> Фрагмент документа:
* * * * * * *
Святая Ольга много сделала для увековечения памяти первых русских исповедников имени Христова: над могилой Аскольда она воздвигла Никольский храм, где была впоследствии и сама похоронена, над могилой Дира - Софийский собор, который, простояв полвека, сгорел в 1017 году. Ее потомок Ярослав Мудрый на этом месте построил позже, в 1050 году, церковь святой Ирины, а святыни Софийского Ольгиного храма перенес в каменный храм того же имени - доныне стоящую Софию Киевскую, заложенную в 1017 году и освященную около 1030 года. В Прологе XIII века об Ольгином кресте сказано: «Иже ныне стоит в Киеве во Святой Софии в алтаре на правой стороне». Разграбление киевских святынь, продолженное после татаро-монголов литовцами, которым город достался в 1341 году, не пощадило и его. При Ягайле в период Люблинской унии, объединившей в 1384 году Польшу и Литву в одно государство, Ольгин крест был похищен из Софийского собора и вывезен католиками в Люблин. Дальнейшая судьба его неизвестна.

Тем временем в Киеве среди бояр и дружинников нашлось немало людей, которые, возненавидели княгиню Ольгу, строившую храмы. Ревнители языческой старины все смелее поднимали голову, с надеждой взирая на подраставшего Святослава, решительно отклонившего уговоры матери принять христианство и даже гневавшегося на нее за это. Нужно было спешить с задуманным делом крещения Руси. Коварство Византии, не торопившейся дать Руси правильное христианское устроение, было на руку язычникам. В поисках решения святая Ольга обратила взоры на Запад. Никакого противоречия здесь нет. Ольга принадлежала еще к неразделенной Церкви и не имела возможности вникать в богословские тонкости греческого и латинского вероучения. Противостояние Запада и Востока представлялось ей прежде всего политическим соперничеством, второстепенным по сравнению насущной задачей - созданием Русской Церкви, христианским просвещением Руси.
* * * * * * *
> Исходные данные:
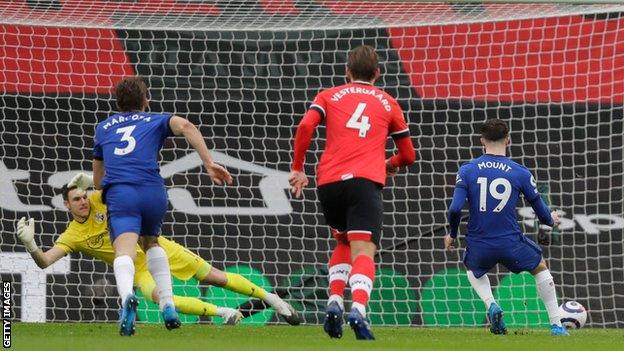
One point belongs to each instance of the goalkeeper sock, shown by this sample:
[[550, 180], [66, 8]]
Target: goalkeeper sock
[[123, 266], [239, 284], [548, 294], [361, 282], [195, 306], [339, 270], [158, 265], [483, 288]]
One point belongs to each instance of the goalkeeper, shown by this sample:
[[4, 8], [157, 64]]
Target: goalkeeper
[[88, 233]]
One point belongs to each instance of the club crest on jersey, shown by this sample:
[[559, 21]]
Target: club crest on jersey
[[100, 217]]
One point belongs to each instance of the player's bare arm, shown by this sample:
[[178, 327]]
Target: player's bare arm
[[180, 126], [98, 173], [26, 234]]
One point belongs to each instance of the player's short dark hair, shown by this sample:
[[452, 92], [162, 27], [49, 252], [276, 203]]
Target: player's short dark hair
[[494, 130], [363, 63], [65, 191], [131, 93]]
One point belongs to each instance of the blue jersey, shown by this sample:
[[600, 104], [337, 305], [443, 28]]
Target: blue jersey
[[129, 144], [493, 184]]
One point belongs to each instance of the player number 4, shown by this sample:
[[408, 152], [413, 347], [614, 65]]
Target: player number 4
[[127, 137], [493, 188], [355, 123]]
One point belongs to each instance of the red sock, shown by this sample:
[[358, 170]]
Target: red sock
[[339, 268], [362, 278]]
* * * * * * *
> Задание A:
Ответьте на вопросы по фрагменту документа:
(i) Над чьей могилой святая Ольга воздвигла Никольский храм?
(ii) В какой город католики вывезли похищенный Ольгин крест?
(iii) Куда святая Ольга обратила взоры в поисках решения?
> Задание B: Изложите основное содержание фрагмента документа в двух предложениях.

> Ответ A:
(i) Над могилой Аскольда.
(ii) В Люблин.
(iii) На Запад.

> Ответ B: Святая Ольга увековечила память первых русских христиан, построив храмы над могилами Аскольда и Дира, а ее крест, позднее хранившийся в Софии Киевской, при Ягайле был похищен и вывезен в Люблин. Поскольку противники Ольги среди бояр и дружинников надеялись на Святослава, а Византия не торопилась дать Руси христианское устроение, Ольга в поисках решения обратилась к Западу.